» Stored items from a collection
╔══

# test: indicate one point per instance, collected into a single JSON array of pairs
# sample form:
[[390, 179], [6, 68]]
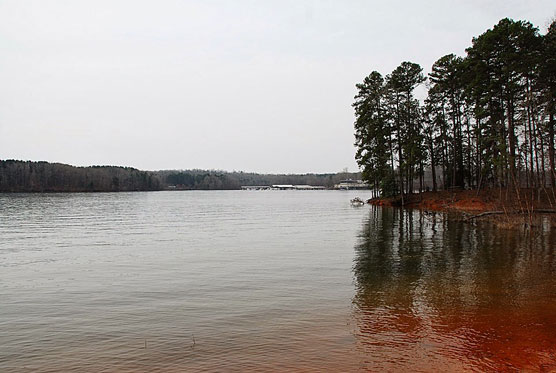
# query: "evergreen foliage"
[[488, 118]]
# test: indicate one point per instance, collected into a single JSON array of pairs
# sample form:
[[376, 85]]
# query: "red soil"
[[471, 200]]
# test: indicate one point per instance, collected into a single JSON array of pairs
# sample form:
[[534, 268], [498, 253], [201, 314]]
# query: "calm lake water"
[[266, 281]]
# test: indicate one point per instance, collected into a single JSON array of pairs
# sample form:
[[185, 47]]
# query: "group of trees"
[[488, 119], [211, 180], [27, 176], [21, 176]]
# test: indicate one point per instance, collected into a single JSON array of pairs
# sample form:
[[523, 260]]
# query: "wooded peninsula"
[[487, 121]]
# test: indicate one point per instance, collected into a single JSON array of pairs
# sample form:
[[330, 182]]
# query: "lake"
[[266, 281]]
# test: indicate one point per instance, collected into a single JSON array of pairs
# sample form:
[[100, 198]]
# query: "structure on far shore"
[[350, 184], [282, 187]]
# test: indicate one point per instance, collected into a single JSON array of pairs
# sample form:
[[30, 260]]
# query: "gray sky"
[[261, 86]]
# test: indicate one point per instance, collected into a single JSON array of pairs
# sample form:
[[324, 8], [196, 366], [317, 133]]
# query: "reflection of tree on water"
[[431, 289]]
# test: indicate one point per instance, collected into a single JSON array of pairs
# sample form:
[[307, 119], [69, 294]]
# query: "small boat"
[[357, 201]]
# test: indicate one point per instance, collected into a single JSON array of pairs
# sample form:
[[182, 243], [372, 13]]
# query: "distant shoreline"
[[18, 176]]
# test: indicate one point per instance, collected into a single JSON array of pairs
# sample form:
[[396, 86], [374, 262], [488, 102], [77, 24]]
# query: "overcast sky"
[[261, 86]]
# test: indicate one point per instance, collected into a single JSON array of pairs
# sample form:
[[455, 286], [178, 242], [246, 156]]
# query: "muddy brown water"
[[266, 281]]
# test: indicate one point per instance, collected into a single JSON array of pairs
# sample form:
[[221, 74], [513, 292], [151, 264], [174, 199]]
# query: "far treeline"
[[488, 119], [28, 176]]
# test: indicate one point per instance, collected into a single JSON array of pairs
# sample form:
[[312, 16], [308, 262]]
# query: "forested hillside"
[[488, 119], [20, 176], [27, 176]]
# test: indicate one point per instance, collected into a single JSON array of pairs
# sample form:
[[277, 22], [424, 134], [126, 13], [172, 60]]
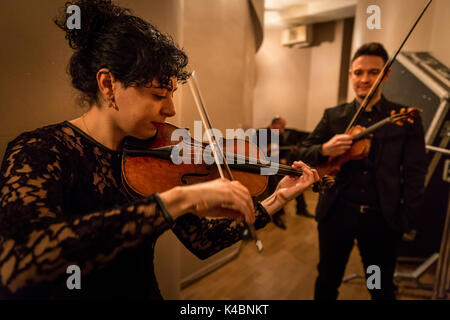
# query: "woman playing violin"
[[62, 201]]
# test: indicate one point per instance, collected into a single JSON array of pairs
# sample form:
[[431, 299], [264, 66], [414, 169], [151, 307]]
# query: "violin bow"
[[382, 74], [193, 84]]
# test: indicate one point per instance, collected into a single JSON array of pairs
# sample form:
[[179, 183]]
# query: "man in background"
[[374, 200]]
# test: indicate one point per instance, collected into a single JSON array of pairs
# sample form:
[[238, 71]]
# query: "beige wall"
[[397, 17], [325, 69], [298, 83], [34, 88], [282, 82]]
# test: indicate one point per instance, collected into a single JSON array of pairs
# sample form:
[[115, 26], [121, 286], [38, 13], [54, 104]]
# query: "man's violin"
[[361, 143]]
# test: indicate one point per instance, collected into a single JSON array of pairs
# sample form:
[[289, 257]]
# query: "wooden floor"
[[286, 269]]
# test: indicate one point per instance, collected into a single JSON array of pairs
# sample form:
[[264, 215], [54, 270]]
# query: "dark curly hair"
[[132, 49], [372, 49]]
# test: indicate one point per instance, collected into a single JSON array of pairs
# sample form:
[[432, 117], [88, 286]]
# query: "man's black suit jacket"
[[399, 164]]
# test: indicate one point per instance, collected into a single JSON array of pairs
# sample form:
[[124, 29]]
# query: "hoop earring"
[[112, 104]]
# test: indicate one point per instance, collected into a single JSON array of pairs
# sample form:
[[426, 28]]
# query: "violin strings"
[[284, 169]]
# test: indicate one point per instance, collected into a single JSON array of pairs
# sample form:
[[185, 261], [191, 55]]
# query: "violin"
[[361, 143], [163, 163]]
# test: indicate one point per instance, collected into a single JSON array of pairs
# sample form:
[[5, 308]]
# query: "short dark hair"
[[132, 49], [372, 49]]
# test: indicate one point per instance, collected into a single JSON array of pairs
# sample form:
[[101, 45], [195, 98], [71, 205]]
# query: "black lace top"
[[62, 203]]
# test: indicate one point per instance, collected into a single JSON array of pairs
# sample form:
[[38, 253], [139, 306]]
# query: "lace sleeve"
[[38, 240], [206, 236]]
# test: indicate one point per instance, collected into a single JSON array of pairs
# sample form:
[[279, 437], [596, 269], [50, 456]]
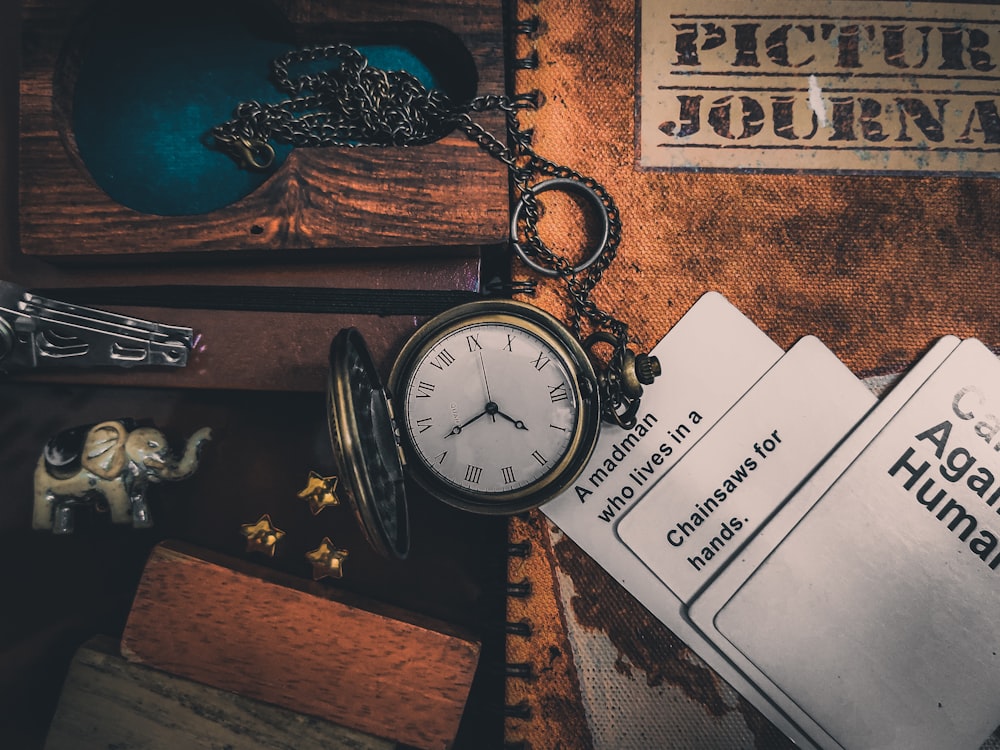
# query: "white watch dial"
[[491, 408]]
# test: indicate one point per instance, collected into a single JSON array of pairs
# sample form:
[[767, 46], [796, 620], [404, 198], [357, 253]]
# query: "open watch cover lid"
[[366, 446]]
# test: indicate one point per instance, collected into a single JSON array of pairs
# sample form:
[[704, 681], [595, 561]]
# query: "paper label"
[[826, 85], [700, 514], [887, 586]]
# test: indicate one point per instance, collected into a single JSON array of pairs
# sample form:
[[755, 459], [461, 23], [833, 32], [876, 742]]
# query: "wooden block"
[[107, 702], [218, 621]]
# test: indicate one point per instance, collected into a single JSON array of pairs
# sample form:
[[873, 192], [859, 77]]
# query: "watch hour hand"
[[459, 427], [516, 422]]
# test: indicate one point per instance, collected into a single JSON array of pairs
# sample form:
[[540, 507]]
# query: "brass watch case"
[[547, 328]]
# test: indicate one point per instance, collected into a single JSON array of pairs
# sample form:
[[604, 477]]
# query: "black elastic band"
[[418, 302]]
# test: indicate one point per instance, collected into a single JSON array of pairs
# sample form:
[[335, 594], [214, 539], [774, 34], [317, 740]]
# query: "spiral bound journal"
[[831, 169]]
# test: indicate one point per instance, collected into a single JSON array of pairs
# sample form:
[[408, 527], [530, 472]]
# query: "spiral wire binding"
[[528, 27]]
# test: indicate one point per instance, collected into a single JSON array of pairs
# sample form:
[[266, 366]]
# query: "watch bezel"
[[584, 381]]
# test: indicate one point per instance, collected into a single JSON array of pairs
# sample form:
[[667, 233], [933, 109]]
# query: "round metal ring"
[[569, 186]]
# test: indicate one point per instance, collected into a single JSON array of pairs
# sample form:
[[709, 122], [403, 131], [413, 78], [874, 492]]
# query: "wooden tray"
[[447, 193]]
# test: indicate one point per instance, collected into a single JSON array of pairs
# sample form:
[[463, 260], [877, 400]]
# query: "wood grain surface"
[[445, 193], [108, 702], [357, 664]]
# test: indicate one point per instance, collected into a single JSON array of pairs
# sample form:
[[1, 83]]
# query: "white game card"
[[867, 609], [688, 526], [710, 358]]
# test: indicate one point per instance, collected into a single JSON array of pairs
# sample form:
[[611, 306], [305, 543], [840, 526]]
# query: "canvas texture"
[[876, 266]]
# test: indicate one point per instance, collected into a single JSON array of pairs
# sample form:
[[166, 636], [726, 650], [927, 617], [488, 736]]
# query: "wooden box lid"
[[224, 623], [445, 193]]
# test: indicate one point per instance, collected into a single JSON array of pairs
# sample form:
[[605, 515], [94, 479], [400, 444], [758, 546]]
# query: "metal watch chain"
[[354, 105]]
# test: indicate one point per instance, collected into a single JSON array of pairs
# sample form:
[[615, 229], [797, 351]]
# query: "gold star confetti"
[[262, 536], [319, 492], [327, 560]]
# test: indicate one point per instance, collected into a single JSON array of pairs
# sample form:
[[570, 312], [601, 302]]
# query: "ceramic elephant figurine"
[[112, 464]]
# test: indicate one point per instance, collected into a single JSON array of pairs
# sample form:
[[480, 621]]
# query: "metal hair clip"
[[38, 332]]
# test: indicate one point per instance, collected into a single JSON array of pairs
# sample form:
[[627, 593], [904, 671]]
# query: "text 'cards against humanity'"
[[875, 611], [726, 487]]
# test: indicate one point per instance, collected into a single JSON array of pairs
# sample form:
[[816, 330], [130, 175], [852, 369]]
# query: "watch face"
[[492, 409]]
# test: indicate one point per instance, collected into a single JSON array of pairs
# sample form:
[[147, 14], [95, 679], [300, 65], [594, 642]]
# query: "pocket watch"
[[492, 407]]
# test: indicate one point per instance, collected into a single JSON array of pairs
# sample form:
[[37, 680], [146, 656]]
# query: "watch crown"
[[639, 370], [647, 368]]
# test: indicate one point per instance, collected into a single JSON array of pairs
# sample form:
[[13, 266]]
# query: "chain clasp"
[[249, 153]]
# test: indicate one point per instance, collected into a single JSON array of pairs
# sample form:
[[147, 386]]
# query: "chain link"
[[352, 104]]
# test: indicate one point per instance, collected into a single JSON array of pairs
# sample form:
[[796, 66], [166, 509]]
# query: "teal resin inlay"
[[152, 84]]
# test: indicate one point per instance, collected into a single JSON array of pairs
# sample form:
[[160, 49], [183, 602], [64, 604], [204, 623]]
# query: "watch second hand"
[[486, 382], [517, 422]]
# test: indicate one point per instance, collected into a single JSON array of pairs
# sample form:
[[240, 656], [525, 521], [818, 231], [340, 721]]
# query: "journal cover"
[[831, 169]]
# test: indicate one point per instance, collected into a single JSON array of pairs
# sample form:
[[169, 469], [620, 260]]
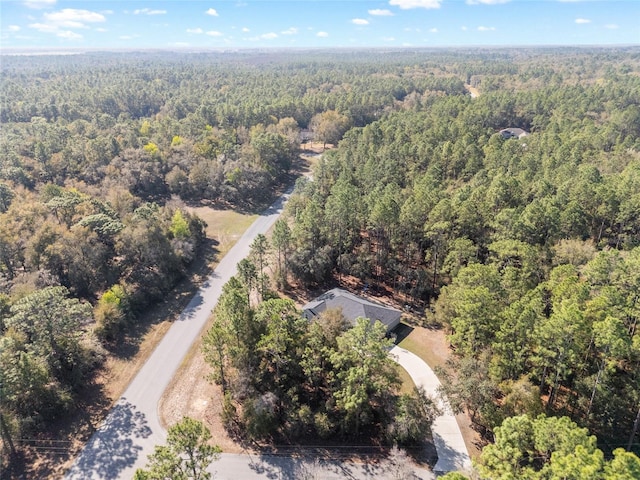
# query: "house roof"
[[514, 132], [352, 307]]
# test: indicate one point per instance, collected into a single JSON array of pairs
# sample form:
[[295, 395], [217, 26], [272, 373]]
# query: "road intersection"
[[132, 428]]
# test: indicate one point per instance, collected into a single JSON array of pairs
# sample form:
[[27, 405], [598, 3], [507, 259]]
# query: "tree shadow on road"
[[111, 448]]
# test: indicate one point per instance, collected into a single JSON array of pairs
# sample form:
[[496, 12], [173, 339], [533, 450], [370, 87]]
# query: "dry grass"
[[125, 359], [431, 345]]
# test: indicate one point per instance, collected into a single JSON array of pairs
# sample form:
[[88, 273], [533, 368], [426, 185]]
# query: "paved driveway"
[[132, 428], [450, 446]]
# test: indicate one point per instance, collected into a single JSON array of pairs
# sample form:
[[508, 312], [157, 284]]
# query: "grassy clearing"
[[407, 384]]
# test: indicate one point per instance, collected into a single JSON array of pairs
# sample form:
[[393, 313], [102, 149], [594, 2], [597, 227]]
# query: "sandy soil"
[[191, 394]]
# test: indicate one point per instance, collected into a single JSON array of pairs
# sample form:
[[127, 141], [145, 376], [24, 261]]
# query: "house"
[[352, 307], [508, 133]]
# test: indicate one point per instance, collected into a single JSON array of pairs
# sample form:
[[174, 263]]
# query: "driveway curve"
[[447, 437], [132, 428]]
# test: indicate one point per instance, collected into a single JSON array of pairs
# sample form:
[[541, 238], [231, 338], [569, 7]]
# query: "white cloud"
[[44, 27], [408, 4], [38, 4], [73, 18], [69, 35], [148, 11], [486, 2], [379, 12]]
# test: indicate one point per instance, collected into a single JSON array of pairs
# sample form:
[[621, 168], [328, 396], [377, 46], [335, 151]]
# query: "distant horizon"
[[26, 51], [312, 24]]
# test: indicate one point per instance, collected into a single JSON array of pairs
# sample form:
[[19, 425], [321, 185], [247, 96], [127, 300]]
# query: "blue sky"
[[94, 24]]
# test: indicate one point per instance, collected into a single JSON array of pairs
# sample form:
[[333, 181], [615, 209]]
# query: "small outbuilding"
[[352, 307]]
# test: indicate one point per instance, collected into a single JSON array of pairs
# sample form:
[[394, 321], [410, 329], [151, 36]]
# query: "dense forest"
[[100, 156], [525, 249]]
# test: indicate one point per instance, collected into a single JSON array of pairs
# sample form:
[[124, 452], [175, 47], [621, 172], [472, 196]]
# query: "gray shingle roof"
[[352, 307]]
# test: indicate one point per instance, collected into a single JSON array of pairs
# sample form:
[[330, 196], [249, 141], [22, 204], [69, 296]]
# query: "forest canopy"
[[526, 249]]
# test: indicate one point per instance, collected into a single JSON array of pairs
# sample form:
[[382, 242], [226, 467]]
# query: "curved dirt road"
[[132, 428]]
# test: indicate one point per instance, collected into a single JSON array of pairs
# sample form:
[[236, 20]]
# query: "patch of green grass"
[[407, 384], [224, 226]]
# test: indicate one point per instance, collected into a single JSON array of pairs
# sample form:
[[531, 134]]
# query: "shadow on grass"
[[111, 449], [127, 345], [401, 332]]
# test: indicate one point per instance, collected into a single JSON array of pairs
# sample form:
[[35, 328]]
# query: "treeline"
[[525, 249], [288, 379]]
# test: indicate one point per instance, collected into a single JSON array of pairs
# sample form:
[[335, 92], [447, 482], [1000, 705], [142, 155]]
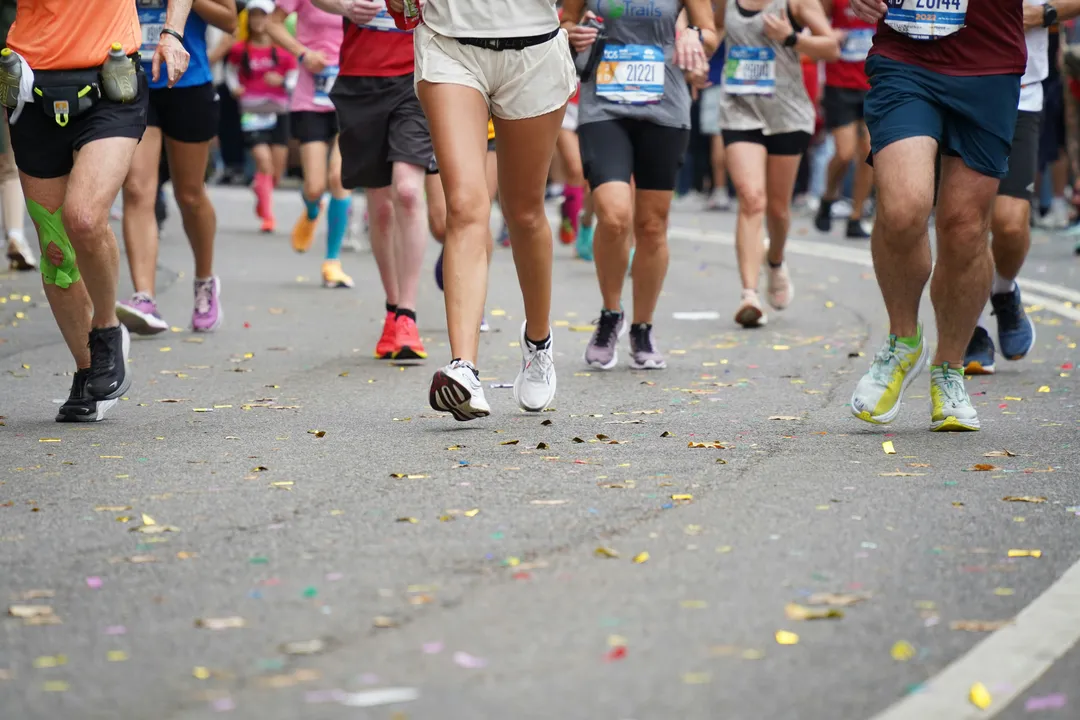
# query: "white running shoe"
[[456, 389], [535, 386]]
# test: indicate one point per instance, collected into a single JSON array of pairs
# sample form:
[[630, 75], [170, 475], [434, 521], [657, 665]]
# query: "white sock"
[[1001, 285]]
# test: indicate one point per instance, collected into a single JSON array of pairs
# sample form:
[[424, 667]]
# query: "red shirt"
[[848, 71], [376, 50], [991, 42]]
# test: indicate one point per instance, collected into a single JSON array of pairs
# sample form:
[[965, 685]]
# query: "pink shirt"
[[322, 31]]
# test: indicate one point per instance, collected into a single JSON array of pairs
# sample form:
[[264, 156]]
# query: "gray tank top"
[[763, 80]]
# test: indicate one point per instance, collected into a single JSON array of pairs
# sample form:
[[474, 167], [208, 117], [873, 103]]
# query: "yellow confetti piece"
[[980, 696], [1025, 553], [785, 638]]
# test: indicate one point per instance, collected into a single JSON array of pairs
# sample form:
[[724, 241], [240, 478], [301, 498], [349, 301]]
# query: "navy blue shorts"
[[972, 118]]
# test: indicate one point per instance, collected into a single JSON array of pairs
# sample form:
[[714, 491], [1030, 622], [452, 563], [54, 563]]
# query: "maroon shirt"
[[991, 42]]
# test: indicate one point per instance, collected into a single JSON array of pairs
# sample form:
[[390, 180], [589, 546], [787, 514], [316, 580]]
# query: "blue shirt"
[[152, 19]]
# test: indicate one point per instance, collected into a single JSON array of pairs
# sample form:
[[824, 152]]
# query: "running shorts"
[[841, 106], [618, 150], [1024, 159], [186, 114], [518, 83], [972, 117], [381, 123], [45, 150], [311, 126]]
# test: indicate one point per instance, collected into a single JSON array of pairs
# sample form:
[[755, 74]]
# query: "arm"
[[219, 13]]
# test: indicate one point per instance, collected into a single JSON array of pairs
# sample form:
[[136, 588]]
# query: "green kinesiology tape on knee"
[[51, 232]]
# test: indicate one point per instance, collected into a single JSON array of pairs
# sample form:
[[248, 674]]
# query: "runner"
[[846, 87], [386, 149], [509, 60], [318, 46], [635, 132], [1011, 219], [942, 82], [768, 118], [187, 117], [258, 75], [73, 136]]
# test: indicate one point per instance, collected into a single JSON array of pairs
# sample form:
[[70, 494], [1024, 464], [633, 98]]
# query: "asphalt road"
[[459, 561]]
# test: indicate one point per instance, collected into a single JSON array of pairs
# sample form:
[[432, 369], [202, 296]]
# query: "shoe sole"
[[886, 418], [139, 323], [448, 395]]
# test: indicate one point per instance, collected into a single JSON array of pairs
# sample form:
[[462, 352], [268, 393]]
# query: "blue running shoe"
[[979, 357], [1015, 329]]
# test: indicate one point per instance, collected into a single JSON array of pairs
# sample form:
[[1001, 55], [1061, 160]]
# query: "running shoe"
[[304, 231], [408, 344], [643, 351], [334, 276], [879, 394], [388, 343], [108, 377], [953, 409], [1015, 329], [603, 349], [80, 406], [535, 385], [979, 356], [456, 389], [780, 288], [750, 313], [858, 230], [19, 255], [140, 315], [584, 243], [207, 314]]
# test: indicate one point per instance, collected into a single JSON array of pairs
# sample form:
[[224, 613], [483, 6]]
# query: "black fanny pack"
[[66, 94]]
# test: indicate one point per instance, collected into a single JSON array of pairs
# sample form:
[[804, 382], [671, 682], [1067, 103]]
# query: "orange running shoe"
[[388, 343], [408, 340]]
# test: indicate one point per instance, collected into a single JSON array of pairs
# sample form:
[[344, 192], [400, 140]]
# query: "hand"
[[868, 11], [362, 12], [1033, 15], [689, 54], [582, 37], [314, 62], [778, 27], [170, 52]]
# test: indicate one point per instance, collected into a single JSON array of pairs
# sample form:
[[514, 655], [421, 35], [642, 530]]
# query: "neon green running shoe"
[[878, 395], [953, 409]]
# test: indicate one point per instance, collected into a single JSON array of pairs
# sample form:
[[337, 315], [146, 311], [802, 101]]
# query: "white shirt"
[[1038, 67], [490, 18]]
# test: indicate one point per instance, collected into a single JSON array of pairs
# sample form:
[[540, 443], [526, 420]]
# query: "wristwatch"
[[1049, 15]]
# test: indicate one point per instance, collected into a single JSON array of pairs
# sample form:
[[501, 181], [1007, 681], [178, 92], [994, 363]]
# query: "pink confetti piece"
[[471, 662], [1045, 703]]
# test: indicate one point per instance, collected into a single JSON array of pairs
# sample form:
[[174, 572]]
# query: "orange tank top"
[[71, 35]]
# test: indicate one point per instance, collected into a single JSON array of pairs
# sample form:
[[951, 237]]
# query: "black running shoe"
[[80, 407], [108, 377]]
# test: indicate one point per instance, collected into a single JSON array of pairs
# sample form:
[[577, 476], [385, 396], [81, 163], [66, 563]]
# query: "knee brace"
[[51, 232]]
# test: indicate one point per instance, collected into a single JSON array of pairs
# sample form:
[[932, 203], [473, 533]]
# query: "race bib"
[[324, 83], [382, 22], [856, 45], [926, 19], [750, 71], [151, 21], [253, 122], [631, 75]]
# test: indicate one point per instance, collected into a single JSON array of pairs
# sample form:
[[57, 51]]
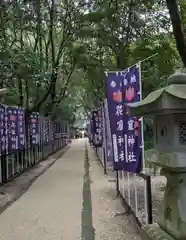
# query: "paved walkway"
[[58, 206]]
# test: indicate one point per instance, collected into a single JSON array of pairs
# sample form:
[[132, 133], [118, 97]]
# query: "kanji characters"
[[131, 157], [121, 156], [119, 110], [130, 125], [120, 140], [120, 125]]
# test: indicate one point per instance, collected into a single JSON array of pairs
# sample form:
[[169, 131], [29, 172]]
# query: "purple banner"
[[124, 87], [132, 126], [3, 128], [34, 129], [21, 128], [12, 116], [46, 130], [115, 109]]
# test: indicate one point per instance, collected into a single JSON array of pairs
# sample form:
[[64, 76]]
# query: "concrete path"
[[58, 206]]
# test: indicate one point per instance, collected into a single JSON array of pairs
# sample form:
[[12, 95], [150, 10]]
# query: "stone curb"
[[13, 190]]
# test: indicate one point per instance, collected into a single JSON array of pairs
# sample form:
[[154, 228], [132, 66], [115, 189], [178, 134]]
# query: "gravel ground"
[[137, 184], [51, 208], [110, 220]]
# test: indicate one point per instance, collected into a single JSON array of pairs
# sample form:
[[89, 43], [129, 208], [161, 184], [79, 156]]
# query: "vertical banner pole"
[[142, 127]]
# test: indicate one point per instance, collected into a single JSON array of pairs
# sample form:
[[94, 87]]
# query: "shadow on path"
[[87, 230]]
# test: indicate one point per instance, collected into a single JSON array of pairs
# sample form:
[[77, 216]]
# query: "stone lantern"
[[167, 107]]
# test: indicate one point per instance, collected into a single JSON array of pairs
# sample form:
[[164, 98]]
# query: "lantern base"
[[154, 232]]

╚══

» Brief
Reproduce the rows starting at the beginning and ending at the line that contains "[[487, 121]]", both included, shifting every point coordinate in the answers by -119 while keeping the requests and their sample forms unchanged. Leave the pictures out of your answer.

» Expected answer
# test: indicate one point per instance, collected into a single JSON array of pairs
# sample form:
[[390, 179], [6, 68]]
# query: "evergreen foliage"
[[369, -1]]
# test: indicate one point per instance, collected into a single JSON array of pairs
# sample form:
[[376, 85]]
# query: "red soil"
[[352, 81]]
# test: indicate one point per instance, collected into a single JSON array of pairs
# sample form:
[[534, 268], [498, 253], [201, 314]]
# query: "calm lake water"
[[147, 162]]
# test: indicate one point per instance, collected into a single JSON array of pairs
# sample form:
[[185, 47]]
# query: "group of trees"
[[369, 0], [92, 61], [-92, 57], [-98, 57]]
# test: indicate one point per instance, collected into a single JSON array of pairs
# sample form:
[[523, 260]]
# query: "wooded peninsula"
[[368, 2]]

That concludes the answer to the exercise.